Directive A
List every date that appears in the body of the court judgment below, leaving out the date under the case title.

VINITEC ELECTRONICS PRIVATE LIMITED v. HCL INFOSYSTEMS LIMITED
2006-09-11
HIMA KOHLI, MUKUNDAKAM SHARMA
body2006
DigiLaw.ai
MUKUNDAKAM SHARMA, J. ( 1 ) THE present appeal is directed against the judgment and order dated 3rd november, 2004 passed by the learned Single Judge in OMP No. 273/2004, rejecting the petition filed under Section 9 of the Arbitration and Conciliation Act seeking an interim injunction pending arbitration against encashment / remittance of the performance bank guarantee at 10% of the contract value furnished to the respondent or any one acting on its behalf. ( 2 ) AN agreement was entered into between the appellant and the respondent on 10th may, 2000, whereunder the respondent agreed to buy UPS Systems from the appellant for a consideration value of Rs. 1,68,12,400/ -. Payment term in clause 15 (a) to (d) thereof provided for phased payments linked with supply of equipment with performance bank guarantee of 10% to be provided at 15 (b) stage. At the stage when the appellant demanded payment of the balance amount, the respondent agreed to pay the same provided appellant furnished performance bank guarantee so agreed to by the appellant and in terms of the aforesaid agreement the appellant furnished a conditional bank guarantee for Rs. 16,81,238. 50p. The aforesaid conditional bank guarantee furnished on 10th August, 2001 was amended on 20th August, 2001. At this stage, we may point out the principal amendment, which was brought in by the amendment dated 20th August, 2001. The following paragraph appearing in the bank guarantee dated 10th August, 2001 reads as follows:"therefore, we, the Bank, hereby affirm that we are Guarantors and responsible on behalf of the Supplier upto a total of Rs. 16,81,238. 50 (Rupees Sixteen lacs eighty one thousand Two hundred Thirty Eight and paise fifty only) and we undertake to pay any sum or sums within the limit of Rs. 16,81,238. 50 (Rupees sixteen lacs Eighty one thousand Two hundred Thirty Eight and paise fifty only)as aforesaid upon receipt of written demand from the purchaser and Company within the validity of this Bank Guarantee establishing the Supplier to be in default for the performance of their warranty obligations under the Contract.

Records to process
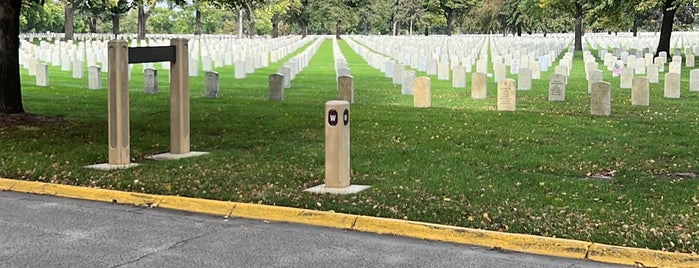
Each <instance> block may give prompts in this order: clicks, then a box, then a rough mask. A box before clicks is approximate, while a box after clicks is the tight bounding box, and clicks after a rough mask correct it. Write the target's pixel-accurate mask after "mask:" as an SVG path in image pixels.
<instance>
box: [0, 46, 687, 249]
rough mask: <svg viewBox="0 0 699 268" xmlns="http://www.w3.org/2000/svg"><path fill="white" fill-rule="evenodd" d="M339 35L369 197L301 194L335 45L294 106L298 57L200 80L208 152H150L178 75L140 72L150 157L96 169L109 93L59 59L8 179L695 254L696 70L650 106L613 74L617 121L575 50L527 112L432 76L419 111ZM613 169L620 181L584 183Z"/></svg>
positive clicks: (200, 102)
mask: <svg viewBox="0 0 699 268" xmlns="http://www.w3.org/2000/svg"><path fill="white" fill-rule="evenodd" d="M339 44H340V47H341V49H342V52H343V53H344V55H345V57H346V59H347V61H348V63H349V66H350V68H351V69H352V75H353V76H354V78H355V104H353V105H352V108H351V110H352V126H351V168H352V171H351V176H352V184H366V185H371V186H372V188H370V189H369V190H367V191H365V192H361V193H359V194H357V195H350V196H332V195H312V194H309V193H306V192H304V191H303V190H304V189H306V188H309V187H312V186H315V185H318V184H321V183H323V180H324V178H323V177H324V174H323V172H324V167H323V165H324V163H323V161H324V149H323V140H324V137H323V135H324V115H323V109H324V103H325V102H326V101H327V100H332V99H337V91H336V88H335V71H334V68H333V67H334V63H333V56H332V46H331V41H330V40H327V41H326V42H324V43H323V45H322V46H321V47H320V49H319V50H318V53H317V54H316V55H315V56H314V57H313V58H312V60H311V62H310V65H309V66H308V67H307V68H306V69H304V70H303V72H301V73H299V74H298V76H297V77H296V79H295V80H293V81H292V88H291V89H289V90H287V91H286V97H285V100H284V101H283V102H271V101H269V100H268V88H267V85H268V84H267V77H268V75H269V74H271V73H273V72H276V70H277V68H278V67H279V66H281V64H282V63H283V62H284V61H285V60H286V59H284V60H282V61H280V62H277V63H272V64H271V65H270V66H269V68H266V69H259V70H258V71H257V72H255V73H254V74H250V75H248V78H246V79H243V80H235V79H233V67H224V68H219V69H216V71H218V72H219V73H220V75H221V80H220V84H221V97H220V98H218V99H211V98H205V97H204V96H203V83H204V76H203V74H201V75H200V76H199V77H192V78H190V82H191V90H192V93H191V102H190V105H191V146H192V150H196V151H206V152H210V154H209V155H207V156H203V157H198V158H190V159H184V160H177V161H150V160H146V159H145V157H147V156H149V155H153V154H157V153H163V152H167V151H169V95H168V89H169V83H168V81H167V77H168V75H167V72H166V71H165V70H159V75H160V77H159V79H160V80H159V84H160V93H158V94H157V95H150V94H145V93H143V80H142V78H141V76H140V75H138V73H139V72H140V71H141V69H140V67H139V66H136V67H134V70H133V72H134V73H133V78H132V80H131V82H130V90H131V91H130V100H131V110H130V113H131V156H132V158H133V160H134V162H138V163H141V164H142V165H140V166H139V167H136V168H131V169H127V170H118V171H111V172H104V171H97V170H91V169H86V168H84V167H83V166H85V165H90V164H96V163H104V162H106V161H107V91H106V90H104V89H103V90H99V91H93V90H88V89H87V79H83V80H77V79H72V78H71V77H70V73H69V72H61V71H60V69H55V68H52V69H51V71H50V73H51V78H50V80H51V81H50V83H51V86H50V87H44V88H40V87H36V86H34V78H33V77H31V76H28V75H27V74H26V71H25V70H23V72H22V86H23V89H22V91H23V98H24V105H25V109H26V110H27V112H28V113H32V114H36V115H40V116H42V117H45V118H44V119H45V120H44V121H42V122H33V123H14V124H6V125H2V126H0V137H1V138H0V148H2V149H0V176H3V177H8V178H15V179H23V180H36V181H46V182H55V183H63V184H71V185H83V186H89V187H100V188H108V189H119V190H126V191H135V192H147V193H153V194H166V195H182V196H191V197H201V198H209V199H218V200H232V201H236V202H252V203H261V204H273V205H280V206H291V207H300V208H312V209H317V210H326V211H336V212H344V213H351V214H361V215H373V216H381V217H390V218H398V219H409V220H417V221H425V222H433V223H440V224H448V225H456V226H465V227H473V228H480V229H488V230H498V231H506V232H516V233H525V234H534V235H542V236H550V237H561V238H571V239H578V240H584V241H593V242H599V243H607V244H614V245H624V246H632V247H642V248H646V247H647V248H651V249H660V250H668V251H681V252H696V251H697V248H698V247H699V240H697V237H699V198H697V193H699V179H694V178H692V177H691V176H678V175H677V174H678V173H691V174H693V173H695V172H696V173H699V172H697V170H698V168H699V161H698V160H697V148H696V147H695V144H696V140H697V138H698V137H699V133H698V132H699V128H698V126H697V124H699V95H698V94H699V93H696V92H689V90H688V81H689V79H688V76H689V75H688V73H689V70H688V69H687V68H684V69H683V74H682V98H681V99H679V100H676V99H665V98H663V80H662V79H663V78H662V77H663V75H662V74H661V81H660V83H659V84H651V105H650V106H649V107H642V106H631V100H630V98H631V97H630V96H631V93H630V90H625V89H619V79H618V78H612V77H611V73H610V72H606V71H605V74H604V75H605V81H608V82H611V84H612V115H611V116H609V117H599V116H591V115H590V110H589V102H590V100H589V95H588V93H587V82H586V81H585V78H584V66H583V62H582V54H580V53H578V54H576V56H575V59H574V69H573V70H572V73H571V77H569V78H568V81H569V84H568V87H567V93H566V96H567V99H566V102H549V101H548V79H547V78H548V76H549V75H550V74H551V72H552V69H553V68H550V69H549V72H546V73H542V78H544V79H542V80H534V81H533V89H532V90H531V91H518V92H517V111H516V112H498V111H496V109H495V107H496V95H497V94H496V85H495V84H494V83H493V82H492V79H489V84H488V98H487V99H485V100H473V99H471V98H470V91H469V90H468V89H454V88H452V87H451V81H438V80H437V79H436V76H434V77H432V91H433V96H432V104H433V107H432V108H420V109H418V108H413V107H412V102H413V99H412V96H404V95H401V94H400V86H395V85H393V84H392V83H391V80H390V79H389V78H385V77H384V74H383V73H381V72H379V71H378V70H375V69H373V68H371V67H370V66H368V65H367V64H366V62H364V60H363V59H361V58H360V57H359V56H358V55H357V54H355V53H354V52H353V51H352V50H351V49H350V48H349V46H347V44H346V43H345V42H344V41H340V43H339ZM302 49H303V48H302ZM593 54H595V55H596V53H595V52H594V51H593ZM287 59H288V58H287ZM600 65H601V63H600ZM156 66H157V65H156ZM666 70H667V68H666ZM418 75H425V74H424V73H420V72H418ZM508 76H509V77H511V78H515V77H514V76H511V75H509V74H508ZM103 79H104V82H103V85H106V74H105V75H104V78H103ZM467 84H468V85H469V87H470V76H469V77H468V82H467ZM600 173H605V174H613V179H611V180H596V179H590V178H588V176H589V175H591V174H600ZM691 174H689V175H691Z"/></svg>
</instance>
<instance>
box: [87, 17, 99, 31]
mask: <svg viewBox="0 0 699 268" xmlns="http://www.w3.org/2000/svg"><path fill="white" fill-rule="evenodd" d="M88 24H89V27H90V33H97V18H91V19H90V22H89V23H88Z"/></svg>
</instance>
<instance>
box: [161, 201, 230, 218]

Directive B
Retype the rows from their start up to and including the line with "box: [0, 46, 687, 249]". Leave the pictures out.

Written answer A
3rd november, 2004
10th may, 2000
10th August, 2001
20th August, 2001

Written answer B
Each <instance> block may give prompts in this order: clicks, then a box, then a rough mask. A box before clicks is approximate, while a box after clicks is the tight bounding box, and clicks after a rough mask correct it. Write the target's pixel-accurate mask after "mask:" as an SVG path in image pixels.
<instance>
box: [0, 46, 687, 249]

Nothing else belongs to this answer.